Task material |
☆ ☆ ☆ ☆ ☆

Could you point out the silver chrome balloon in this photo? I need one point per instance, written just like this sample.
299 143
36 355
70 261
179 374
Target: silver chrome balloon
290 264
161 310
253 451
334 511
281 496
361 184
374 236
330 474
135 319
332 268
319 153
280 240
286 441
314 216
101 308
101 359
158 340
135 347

☆ ☆ ☆ ☆ ☆

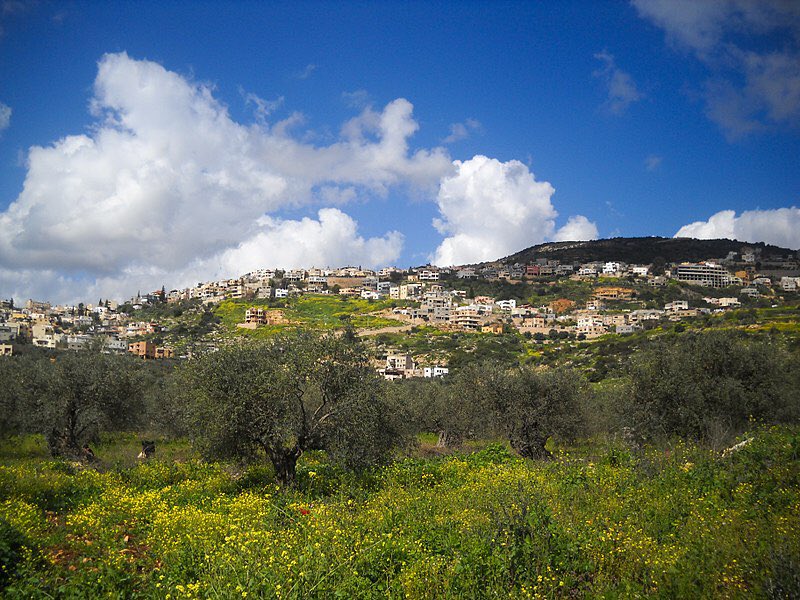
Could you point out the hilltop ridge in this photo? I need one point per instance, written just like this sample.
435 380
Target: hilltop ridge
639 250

☆ ☆ ☆ ☆ ☆

Set task |
Copy out each line in the items above that contains the word "written".

Exercise response |
Could you point out the silver chrome balloon in this photo? I need one point per instance, written just like this sample.
Could you point out the hilltop ridge in this photo? I need one point per instance, written just like this sample.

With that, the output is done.